:: Exercise prompt ::
Identify each line in the records below that contains the word "black", and copy every such line in full.

:: Entries ::
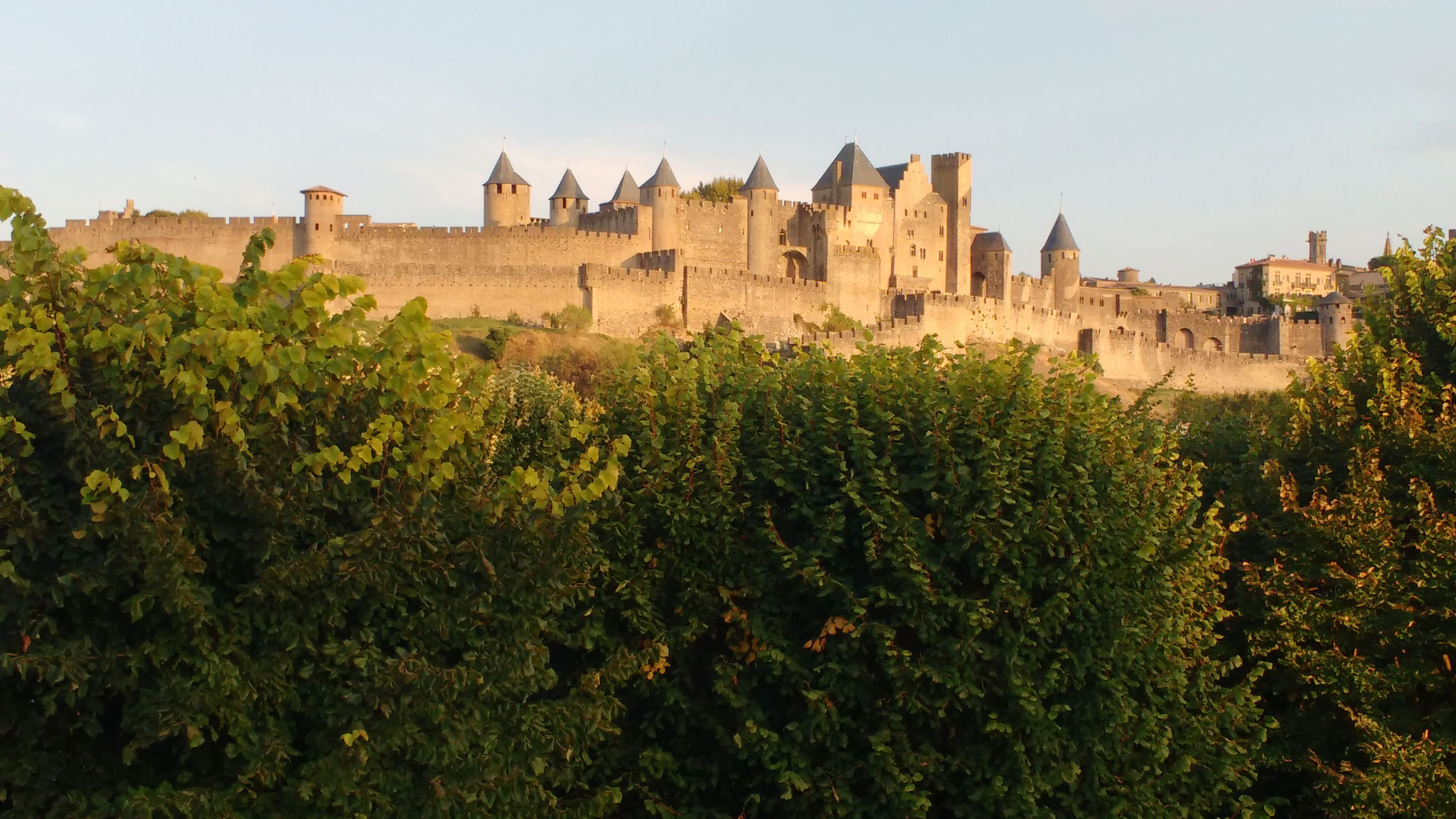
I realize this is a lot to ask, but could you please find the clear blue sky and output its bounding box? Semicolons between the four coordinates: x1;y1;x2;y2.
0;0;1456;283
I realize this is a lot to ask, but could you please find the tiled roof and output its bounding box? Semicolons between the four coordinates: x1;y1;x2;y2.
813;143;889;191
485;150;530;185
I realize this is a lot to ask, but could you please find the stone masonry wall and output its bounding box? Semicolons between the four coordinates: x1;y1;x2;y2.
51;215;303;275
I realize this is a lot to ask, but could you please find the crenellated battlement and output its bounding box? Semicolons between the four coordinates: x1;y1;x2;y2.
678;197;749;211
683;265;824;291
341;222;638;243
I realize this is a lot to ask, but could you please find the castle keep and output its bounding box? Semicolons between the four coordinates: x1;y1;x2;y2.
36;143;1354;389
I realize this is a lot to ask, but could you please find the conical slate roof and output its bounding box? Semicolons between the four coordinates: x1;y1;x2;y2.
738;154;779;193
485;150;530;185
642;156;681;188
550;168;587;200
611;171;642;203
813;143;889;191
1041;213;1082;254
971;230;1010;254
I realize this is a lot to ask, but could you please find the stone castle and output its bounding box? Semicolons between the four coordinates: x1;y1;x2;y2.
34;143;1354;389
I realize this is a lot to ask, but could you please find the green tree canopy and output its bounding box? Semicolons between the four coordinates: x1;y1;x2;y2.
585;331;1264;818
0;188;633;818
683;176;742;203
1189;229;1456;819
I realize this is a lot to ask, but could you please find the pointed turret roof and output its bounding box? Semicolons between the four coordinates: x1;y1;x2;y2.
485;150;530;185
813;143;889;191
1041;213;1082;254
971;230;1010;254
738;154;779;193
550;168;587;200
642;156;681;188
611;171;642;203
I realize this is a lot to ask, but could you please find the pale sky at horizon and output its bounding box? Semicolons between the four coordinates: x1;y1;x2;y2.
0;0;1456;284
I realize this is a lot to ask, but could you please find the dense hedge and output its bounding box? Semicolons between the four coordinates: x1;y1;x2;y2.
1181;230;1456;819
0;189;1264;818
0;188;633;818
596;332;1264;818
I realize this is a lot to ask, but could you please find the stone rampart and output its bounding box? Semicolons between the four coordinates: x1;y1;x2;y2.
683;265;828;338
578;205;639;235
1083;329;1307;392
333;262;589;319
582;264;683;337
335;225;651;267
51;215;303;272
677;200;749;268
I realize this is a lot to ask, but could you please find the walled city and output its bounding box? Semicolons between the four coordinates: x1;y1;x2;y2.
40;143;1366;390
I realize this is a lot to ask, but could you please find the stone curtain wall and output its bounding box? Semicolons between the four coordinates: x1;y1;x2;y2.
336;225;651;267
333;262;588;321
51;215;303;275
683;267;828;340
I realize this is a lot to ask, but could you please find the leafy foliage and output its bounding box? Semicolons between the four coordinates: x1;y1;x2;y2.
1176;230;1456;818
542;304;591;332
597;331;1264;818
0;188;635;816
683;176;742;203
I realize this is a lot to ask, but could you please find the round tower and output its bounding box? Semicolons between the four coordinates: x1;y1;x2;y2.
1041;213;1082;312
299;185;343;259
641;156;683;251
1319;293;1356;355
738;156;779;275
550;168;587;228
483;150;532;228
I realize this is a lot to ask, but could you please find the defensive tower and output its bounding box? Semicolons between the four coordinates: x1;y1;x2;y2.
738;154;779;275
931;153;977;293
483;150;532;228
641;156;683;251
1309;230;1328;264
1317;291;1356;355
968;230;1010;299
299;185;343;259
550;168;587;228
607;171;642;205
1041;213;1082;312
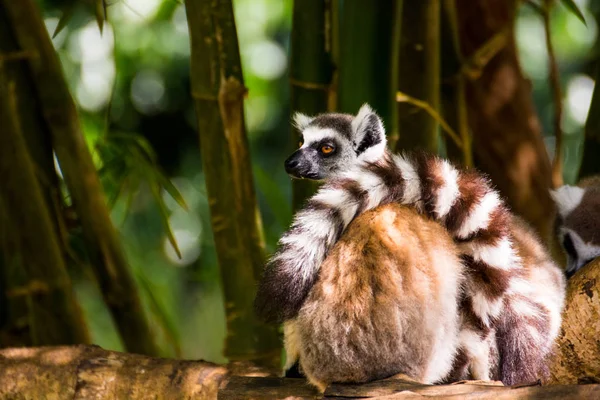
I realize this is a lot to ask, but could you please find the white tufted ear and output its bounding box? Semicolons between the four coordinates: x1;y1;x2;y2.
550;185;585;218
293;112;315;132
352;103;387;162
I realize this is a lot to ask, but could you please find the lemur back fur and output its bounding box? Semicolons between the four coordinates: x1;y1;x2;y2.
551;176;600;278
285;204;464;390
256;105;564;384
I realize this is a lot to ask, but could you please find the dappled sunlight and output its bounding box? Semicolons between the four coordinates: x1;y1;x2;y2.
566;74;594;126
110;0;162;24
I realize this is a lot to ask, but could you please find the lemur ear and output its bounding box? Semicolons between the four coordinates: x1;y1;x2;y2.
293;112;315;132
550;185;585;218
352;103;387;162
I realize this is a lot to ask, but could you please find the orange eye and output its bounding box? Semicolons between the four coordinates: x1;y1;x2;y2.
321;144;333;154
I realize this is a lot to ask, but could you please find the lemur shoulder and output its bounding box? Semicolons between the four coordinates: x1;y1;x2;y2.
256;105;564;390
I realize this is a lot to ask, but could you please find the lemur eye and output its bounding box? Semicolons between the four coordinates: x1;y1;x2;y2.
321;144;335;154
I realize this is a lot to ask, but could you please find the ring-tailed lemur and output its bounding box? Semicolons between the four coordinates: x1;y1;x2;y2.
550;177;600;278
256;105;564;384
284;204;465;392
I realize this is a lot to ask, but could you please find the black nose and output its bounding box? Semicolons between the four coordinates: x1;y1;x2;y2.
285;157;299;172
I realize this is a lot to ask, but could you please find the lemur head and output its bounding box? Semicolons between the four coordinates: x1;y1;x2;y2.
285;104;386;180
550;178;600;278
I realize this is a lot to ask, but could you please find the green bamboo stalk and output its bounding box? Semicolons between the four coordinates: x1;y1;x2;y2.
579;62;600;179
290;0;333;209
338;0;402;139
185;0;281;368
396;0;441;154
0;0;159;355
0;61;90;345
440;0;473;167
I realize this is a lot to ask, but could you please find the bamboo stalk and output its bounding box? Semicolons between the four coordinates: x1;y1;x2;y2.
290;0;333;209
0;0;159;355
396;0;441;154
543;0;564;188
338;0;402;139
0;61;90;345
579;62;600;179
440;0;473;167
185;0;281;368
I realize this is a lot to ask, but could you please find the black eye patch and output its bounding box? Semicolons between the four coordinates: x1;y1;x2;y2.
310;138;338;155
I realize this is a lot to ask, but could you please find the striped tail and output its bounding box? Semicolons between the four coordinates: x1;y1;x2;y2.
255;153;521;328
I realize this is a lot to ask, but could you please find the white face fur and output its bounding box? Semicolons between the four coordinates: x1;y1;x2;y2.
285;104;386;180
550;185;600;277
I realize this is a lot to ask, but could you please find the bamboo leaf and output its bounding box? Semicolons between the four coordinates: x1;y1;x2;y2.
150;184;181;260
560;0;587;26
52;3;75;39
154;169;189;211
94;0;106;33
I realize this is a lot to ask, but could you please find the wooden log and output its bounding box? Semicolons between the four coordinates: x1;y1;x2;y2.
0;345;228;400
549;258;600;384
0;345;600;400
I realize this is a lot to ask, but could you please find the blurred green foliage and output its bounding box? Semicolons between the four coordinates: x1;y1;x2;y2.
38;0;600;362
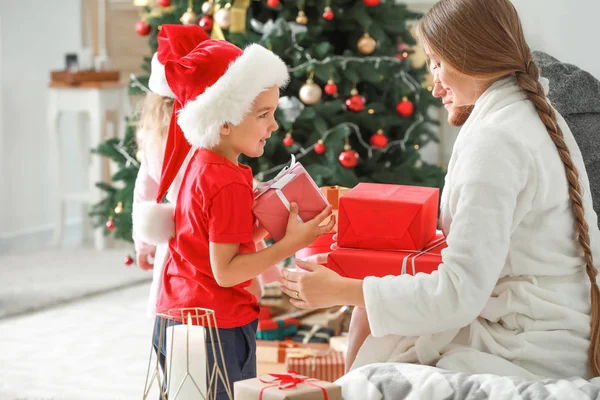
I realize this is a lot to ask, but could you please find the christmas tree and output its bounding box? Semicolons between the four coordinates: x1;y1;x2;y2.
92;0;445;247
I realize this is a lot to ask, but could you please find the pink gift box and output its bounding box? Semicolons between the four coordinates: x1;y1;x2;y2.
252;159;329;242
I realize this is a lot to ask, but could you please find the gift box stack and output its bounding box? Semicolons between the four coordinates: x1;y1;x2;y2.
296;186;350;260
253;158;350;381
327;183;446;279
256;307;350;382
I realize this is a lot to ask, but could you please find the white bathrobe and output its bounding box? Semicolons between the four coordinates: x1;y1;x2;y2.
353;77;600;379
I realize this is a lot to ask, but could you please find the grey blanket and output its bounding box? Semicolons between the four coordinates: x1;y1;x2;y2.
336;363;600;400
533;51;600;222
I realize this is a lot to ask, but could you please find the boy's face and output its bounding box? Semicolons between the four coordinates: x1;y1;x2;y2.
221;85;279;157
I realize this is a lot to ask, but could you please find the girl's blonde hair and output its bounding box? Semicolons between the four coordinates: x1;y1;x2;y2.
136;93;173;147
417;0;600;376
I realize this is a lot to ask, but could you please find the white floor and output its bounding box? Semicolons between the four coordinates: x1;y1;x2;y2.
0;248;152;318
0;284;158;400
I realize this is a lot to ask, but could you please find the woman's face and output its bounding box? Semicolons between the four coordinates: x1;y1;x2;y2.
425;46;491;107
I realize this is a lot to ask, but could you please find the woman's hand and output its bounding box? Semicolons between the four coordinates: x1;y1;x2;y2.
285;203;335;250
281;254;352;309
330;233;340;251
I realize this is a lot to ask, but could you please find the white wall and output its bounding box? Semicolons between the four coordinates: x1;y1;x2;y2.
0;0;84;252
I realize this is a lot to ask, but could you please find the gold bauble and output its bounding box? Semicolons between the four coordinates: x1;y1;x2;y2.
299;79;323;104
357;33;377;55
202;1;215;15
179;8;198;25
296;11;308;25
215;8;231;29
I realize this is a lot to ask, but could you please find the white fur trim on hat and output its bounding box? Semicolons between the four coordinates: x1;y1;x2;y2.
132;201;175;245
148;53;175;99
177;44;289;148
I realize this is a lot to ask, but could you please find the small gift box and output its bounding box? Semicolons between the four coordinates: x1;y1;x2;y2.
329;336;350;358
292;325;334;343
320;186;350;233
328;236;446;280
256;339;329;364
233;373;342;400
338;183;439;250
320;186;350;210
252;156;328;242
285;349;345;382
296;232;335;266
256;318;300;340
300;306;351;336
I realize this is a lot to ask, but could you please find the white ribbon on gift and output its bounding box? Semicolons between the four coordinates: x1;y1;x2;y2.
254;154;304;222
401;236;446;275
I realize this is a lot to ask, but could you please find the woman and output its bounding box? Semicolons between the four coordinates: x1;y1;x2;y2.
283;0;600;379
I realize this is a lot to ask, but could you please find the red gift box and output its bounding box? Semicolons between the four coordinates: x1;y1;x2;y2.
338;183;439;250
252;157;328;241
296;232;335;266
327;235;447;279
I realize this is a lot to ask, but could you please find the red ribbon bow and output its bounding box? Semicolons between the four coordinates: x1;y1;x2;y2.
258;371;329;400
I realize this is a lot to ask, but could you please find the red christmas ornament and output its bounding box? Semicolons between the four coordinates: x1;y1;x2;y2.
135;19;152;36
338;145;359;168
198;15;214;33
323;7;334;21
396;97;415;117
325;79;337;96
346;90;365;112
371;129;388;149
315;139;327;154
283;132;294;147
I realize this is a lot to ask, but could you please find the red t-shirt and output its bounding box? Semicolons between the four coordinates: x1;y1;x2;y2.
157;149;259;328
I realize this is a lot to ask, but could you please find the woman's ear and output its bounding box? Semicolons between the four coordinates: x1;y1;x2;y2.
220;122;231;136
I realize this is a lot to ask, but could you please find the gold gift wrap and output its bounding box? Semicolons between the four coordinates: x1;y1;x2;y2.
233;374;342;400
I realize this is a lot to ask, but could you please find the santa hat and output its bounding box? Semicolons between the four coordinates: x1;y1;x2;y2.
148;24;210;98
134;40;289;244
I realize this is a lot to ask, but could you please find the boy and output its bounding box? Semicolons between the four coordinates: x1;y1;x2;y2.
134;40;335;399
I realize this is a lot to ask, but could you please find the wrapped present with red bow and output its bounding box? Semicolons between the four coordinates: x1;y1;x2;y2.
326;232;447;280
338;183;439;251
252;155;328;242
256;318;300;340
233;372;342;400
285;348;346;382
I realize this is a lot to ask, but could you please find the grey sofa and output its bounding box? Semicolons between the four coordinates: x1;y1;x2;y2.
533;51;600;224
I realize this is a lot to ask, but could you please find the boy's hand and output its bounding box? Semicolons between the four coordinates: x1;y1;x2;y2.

:: Result of this task ::
I realize this is a lot to ask, but could you please find the black nose and output its bounding box? Semicolons between the four coordinates: x1;y1;x2;y2.
I realize this is a lot to ask, but could you please find the black eye patch and output its bounding box? Semicolons between the four coordinates: x1;y1;x2;y2.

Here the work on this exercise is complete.